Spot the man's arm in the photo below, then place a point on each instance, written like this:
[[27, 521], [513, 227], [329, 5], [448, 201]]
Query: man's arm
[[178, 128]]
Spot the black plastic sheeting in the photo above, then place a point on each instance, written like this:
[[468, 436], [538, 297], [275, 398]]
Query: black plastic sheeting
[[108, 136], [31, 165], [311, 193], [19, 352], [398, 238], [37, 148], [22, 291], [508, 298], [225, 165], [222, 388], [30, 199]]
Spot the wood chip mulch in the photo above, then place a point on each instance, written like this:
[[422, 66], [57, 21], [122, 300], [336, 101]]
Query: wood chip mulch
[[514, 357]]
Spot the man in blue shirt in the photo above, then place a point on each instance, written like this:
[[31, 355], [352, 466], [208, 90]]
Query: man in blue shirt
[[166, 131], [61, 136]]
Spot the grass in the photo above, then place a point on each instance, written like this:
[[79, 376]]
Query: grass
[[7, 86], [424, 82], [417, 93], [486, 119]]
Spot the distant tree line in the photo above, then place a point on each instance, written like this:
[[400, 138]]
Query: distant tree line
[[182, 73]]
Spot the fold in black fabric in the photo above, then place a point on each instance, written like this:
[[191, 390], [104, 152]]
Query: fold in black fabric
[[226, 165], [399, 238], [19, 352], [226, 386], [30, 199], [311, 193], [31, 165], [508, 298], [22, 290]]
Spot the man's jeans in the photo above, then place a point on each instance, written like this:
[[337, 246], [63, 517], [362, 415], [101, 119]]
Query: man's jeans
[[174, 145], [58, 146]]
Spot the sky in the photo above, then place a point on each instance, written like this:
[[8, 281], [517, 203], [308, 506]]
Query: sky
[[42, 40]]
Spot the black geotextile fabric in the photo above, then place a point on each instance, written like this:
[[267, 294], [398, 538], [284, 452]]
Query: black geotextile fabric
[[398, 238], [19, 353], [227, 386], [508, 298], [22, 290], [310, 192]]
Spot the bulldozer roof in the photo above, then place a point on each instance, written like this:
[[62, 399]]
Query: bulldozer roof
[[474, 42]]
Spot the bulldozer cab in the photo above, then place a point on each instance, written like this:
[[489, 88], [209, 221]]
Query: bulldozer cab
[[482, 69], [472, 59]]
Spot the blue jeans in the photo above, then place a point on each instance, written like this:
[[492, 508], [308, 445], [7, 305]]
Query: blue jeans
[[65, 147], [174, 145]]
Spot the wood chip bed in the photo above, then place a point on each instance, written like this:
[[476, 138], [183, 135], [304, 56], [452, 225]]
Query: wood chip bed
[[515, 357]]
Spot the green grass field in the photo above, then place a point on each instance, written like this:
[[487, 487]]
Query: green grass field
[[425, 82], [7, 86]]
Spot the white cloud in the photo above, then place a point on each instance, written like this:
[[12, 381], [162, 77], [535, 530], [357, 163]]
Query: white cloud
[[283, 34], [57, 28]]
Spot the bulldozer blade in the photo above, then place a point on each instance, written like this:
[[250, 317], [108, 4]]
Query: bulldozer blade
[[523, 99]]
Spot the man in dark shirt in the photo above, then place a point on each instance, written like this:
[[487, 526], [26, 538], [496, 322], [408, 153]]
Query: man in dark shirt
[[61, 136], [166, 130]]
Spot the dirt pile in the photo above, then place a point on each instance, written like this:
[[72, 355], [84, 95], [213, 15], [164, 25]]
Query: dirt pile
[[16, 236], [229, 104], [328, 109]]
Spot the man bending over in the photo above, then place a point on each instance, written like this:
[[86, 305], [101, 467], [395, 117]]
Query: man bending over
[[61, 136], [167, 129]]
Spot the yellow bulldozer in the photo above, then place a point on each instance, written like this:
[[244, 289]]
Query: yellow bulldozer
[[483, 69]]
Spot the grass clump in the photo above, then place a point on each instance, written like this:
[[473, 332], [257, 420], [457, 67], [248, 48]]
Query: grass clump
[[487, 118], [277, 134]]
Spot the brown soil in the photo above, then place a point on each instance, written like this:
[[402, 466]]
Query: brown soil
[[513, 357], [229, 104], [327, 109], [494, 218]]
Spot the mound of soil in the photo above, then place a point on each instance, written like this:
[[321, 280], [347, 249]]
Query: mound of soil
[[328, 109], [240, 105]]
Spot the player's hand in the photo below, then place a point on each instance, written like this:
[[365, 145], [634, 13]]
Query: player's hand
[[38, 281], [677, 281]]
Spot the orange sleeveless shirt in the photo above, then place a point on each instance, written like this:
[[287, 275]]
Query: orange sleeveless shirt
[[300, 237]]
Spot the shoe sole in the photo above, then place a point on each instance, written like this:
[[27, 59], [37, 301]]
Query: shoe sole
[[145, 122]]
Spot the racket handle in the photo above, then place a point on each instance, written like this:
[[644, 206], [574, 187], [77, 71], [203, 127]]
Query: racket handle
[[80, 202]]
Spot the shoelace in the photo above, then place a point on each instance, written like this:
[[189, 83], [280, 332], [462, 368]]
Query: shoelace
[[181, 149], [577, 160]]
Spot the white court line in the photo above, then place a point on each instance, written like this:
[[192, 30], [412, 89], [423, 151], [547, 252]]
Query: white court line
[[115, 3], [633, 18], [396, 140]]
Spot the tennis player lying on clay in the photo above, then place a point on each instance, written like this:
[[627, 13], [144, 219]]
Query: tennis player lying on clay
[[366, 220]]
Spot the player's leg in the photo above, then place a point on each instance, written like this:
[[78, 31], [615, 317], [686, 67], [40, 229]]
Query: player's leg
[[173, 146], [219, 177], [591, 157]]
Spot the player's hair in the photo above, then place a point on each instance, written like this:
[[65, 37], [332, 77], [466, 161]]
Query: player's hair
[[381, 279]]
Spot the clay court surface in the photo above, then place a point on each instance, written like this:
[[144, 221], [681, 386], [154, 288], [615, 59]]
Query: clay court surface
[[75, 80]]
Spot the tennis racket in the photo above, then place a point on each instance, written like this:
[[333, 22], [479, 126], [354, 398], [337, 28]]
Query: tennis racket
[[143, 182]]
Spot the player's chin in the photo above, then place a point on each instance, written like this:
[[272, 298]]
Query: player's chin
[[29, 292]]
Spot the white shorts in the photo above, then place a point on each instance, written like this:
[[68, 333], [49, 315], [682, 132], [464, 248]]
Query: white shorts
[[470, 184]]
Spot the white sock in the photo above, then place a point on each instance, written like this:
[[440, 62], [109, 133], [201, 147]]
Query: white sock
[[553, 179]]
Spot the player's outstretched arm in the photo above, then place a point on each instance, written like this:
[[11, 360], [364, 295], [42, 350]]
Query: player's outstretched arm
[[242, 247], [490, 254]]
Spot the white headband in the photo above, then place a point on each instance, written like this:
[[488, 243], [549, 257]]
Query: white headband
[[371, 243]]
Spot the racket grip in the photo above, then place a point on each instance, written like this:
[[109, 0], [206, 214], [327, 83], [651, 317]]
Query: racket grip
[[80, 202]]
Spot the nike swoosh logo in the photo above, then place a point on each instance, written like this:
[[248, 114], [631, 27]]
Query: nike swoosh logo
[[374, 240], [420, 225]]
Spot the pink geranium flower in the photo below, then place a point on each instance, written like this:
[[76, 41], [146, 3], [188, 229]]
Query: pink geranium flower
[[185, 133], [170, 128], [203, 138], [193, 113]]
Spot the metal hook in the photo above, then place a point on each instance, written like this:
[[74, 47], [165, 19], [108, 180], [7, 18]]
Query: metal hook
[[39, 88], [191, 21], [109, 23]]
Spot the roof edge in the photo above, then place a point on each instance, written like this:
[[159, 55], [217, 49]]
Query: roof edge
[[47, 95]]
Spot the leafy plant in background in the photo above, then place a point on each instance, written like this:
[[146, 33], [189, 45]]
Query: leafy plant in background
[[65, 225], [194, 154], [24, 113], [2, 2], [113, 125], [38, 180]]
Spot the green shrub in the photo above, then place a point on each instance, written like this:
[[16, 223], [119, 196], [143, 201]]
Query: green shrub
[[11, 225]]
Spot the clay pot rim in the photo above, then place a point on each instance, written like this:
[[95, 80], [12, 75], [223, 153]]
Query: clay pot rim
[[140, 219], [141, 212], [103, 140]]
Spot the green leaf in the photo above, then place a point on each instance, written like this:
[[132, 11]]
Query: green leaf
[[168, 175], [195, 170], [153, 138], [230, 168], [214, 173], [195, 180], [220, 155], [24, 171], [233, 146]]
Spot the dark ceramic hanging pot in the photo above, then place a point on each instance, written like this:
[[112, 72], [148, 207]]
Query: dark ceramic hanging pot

########################################

> REQUIREMENTS:
Lay out the part of the data that opens with the line containing "Spot the dark" and runs through the end of the data as a JSON list of strings, one string per line, skipping blank lines.

> RESULT FOR THIS TASK:
[
  "Spot the dark ceramic hanging pot in the photo above, then place a point on each instance, written like this:",
  "[[112, 72], [148, 207]]",
  "Query: dark ceramic hanging pot"
]